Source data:
================

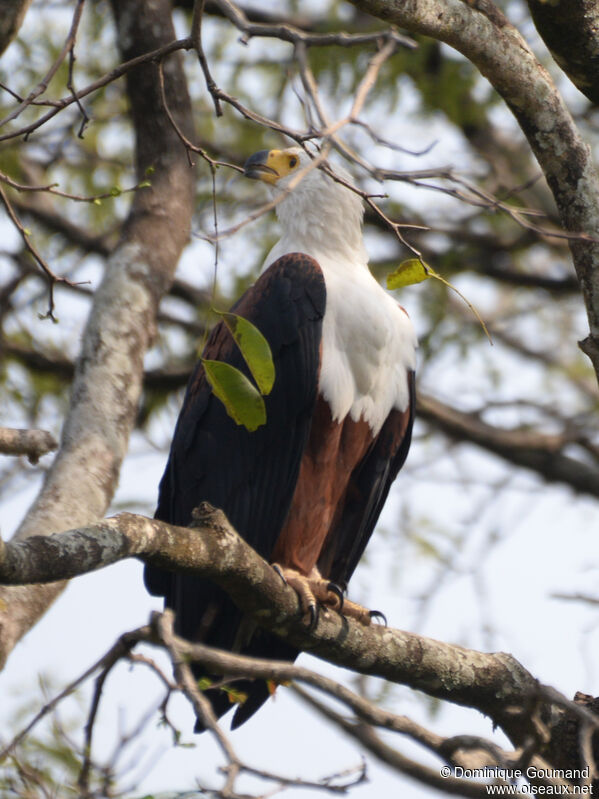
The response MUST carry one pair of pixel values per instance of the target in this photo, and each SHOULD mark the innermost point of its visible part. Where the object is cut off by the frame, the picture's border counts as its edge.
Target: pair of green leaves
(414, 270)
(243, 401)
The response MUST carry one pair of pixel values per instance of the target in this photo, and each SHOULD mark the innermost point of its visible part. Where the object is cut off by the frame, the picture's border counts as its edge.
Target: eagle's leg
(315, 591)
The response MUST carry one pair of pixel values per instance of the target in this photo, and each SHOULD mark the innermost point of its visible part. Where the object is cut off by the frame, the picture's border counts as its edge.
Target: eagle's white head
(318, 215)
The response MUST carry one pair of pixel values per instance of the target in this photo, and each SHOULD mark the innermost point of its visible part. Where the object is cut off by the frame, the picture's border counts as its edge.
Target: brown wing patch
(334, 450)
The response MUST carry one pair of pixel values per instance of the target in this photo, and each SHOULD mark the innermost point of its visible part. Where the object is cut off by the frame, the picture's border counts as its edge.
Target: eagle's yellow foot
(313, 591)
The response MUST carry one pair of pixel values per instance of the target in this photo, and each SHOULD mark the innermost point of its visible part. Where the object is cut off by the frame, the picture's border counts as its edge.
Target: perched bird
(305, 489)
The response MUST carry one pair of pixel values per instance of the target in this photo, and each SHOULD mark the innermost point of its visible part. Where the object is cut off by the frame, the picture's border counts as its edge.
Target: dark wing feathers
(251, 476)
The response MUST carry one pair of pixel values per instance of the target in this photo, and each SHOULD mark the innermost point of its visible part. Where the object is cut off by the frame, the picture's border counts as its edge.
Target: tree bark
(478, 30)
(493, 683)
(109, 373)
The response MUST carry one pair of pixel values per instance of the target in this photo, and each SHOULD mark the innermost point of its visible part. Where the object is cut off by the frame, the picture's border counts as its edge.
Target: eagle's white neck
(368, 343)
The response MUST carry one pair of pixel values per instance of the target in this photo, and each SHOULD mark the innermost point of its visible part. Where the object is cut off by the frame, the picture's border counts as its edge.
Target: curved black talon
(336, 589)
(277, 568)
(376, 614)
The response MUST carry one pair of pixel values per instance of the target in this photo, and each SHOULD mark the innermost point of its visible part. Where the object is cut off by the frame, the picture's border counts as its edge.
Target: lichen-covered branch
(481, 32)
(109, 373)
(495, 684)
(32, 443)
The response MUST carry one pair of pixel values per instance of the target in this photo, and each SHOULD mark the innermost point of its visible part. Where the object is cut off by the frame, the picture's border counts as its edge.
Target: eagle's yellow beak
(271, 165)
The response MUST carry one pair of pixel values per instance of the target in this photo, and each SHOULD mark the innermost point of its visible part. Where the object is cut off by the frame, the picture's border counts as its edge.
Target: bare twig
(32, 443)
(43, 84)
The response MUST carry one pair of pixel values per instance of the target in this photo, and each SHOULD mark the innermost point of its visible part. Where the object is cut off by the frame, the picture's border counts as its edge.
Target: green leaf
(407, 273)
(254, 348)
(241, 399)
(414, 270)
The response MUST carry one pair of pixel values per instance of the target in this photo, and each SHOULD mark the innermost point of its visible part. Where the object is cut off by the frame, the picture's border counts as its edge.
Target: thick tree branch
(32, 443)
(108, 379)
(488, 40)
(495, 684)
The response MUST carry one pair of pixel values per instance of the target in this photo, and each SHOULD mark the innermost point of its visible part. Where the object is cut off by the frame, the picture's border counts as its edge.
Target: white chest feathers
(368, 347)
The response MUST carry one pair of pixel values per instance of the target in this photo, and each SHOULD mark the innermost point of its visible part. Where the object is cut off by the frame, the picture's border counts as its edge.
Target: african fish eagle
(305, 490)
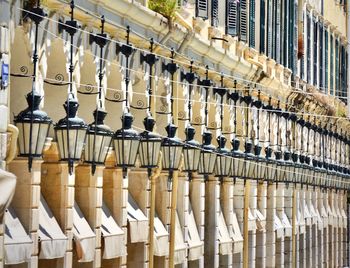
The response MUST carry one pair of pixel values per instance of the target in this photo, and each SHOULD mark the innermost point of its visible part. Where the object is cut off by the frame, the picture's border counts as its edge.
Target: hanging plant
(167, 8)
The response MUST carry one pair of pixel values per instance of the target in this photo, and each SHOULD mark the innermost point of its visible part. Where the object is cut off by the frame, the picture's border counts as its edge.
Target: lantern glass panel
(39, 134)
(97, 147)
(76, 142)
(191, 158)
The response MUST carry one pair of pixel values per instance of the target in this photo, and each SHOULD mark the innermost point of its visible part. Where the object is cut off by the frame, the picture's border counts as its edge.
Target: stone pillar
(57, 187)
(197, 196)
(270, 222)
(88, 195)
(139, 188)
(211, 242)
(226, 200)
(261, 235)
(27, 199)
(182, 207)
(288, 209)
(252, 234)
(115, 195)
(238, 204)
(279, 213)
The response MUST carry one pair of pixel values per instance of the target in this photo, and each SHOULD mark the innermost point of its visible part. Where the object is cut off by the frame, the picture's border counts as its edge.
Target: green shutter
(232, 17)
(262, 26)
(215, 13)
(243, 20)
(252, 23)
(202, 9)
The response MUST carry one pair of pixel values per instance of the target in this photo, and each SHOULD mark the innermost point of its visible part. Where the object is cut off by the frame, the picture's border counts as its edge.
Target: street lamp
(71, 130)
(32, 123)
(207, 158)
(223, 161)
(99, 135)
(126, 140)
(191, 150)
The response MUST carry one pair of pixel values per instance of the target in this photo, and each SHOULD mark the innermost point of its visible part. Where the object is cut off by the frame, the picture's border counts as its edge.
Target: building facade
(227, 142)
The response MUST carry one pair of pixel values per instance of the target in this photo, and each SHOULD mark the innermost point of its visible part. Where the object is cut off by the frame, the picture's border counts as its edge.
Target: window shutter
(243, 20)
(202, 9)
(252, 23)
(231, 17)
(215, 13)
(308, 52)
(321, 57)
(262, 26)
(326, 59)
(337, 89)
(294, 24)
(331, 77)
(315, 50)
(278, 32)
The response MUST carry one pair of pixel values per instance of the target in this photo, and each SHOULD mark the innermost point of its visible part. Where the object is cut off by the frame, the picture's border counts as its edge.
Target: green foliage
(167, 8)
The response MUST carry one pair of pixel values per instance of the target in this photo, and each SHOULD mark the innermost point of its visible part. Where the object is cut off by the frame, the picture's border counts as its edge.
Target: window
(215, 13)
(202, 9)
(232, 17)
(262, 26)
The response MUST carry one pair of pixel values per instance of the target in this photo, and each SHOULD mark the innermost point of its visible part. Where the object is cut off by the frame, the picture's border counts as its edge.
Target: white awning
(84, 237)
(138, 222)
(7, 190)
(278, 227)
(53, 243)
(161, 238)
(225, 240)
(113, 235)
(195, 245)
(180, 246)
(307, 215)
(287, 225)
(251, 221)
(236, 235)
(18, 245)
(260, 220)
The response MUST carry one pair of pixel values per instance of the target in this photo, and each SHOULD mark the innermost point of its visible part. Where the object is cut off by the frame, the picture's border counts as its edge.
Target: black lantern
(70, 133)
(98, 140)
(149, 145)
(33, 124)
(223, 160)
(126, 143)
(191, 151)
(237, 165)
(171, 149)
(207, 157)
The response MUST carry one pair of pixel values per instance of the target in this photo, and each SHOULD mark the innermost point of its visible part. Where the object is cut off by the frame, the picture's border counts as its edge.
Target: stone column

================

ACTIVITY:
Each entry above should be copied word for word, with the images omitted.

EXERCISE ANSWER:
The response MUST carry one pair of pixel values per instance of the target in this photo, and each SHOULD mark the innermost point of its visible part. Where the object is cut off by the frame, the picture's border counts as its edge.
Target: pair of green leaves
(414, 270)
(243, 401)
The response MUST carry one pair of pixel values per instance of the target in this photo, and each SHOULD mark the innermost point of its visible part. Where the object is cut off by the frame, the picture's border counts as its edge.
Target: eagle's leg
(315, 591)
The response MUST carry one pair of pixel values per instance of the target in this photo, and each SHOULD mark the innermost point of its visible part. Where the object is cut off by the frame, the picture's border counts as its edge.
Target: eagle's white head
(318, 215)
The response MUST carry one pair of pixel values per instance of the target in this photo, and each SHOULD mark the innermost point of its visible part. Where the object is cut off by the frame, the picture's border counts as its edge.
Target: brown wing patch
(334, 450)
The response MUST carry one pair of pixel values per instance of the target in this photo, and each SHOULD mark the innermost point of its visible part. Where the object is cut off by the frame, the picture's border counts as its edge.
Target: eagle's yellow foot
(313, 591)
The response MUST carry one pair of pixel values per instance of the target in this photo, and each SHOULD mark the innermost point of its visible part. Where the object is cut off by the frame, the picture's border counts as its edge.
Target: perched bird
(305, 489)
The response MUST carry one pair of pixel values per instance of the target in this photo, and each SHOULD mark the innermost point of its visible part. Where the object is cut off by the frame, the picture's border counts as its edge.
Target: dark wing feathers
(251, 476)
The response MUST carry one pair of pixel values per instance of the target in this photo, and each SHOULD mark the innermost point of its visible part. Where the object is cut off by the frame, the picture's border counts as its edge.
Target: tree bark
(478, 30)
(493, 683)
(109, 373)
The response MUST carry one pair of pixel values per instance of the target in this photo, and each SHOULD mark the innermost point of its visible part. Where the object is cut off by the frame, the picture's border counts as its edge.
Target: eagle's white neck
(368, 343)
The response MUST carry one pair of pixel values per instance of the target in this photo, and each SHOULD mark the innermost point of its visible part. Where the object is cut off by the frame, the picture's border counts as its edge.
Target: curved black talon
(336, 589)
(277, 568)
(376, 614)
The response MUST carry one pair of pixel values per instance of the target in this photo, and each SHOULD mark the innermost point of its visible part. Where the object is cut off by the frame, the picture's border counts as its edge.
Target: lichen-covered branch
(481, 32)
(109, 373)
(495, 684)
(32, 443)
The response MUST carry one pair of pixel values per instance of the target in this photo, and each SHOULD mark the innermost point of its visible part. Where the object is cut off by the frame, the picture's border counts as its edge.
Target: eagle's yellow beak
(271, 165)
The response MUST carry one pair of pixel values per instance of the target in this photo, and each SHOULD mark the innermost point of its visible part. Where the object is cut off by the frame, the picture's border counts as its edge.
Target: bare twig
(32, 443)
(43, 84)
The response MUST carry one pair of pixel values per instance of the target in this photo, and each SHOULD mark the innermost point of its visible part. Where the object is cut off by the frame, the picture's border counts as its edge.
Target: green leaf
(407, 273)
(254, 348)
(241, 399)
(414, 270)
The response MUST carry one pair of pixel values per instance of the target in this photo, and each SHOULD mark the innermost point of its visible part. Where the object is cut off by the frame, the picture's border counts as its edge.
Target: thick tree branch
(32, 443)
(108, 379)
(488, 40)
(495, 684)
The response MUST carry one pair of pixel values per instance of the target in this photo, and each SHOULD mark the innermost point of its visible part. Where the object is cut off by the frame, the picture's border counts as its edge.
Target: white chest feathers
(368, 347)
The response MUST carry one pair of pixel values per instance of the target in this photo, and each SHOULD mark the innermost point of its visible part. Where the object is cut off by the frame, the picture's border counts as its edge.
Target: african fish eagle
(305, 490)
The response MUST carry one pair of pixel values per instance of the target in this photo, and each SHOULD mark the innermost point of its visible part. Where the object is cut off by the frame, the picture's border counts as its edge.
Target: hanging plant
(167, 8)
The response MUST carry one pair of pixel values per instance of the target in this photo, and each SHOULD mark the innermost point of its visible part. Where the object is cut off by the frame, the picture's border counts as its edge.
Target: lantern glass panel
(39, 134)
(97, 147)
(76, 142)
(191, 158)
The response MUST carry one pair of pixel values per instance of the target in this photo, and each SHOULD mark the innermost point of its visible part. Where the object is cut off by the frame, the picture's border counts as its edge.
Target: stone pillar
(57, 187)
(197, 196)
(270, 222)
(88, 195)
(139, 188)
(211, 242)
(226, 200)
(261, 235)
(27, 199)
(182, 207)
(288, 209)
(252, 234)
(115, 195)
(238, 204)
(279, 213)
The response MUST carry one pair of pixel values per instance of the target in this photo, and each SHOULD mark the innermost point of its visible part. Where the object is cut off by the frame, the picture's border counts as its edge.
Target: green shutter
(232, 17)
(262, 26)
(215, 13)
(243, 20)
(252, 23)
(202, 9)
The response MUST carry one pair of pixel values per instance of the target in this photo, and each SHOULD mark the innermost point of its visible part. Where the object is cut off by the frame, the picture's border counts as its edge.
Target: street lamp
(71, 130)
(32, 123)
(207, 158)
(223, 161)
(99, 135)
(126, 140)
(191, 150)
The response MUST carry one pair of pixel values per instance of the target in this photo, and each SHOULD mark the innermost point of its visible part. Where the object is cut off by the frame, the picture's border counts as its edge.
Target: building facade
(227, 142)
The response MUST carry one pair of pixel values per instance of the target in this photo, and each SHOULD mark the innermost point of its visible part. Where the object is cut off by the frame, the picture's border counts as its edge.
Target: window shutter
(243, 20)
(202, 9)
(252, 23)
(231, 17)
(215, 13)
(308, 52)
(321, 57)
(262, 26)
(326, 59)
(337, 89)
(294, 24)
(331, 77)
(315, 50)
(278, 32)
The response MUST carry one pair of pixel values per instance of the target in this photo, and each SHOULD mark the innermost point of its visible part. Where the object is cut off by the frame, the picture's border counts as its edge.
Target: green foliage
(167, 8)
The response MUST carry one pair of pixel values per instance of the target in this photo, and each SHOULD mark the innermost point of its visible part. Where the object is cut off by the frame, the picture's border counts as its edge.
Target: window
(215, 13)
(202, 9)
(232, 17)
(262, 26)
The response MUST carry one pair of pixel values per instance of the target in this photo, and each SHOULD mark the innermost point of its visible part. Where the object is cut off by the frame, the picture's border counts as its edge.
Target: white awning
(84, 237)
(138, 222)
(7, 190)
(278, 227)
(53, 243)
(161, 238)
(225, 240)
(113, 235)
(195, 245)
(180, 246)
(307, 215)
(287, 225)
(251, 221)
(236, 235)
(18, 245)
(260, 220)
The response MUST carry one pair of pixel values per instance of the target in this photo, and each SHOULD mark the innermost point of its visible part. Where the object is cut off by the frame, the picture's border counts as its edge.
Target: black lantern
(70, 133)
(98, 140)
(149, 145)
(33, 124)
(223, 160)
(126, 143)
(191, 151)
(237, 165)
(171, 149)
(207, 157)
The response MUST carry one pair of pixel values per instance of the target in this photo, and each SHOULD mark the innermost point of its visible part. Where the object is cut off by the frame, the picture's border counts as its edge.
Target: stone column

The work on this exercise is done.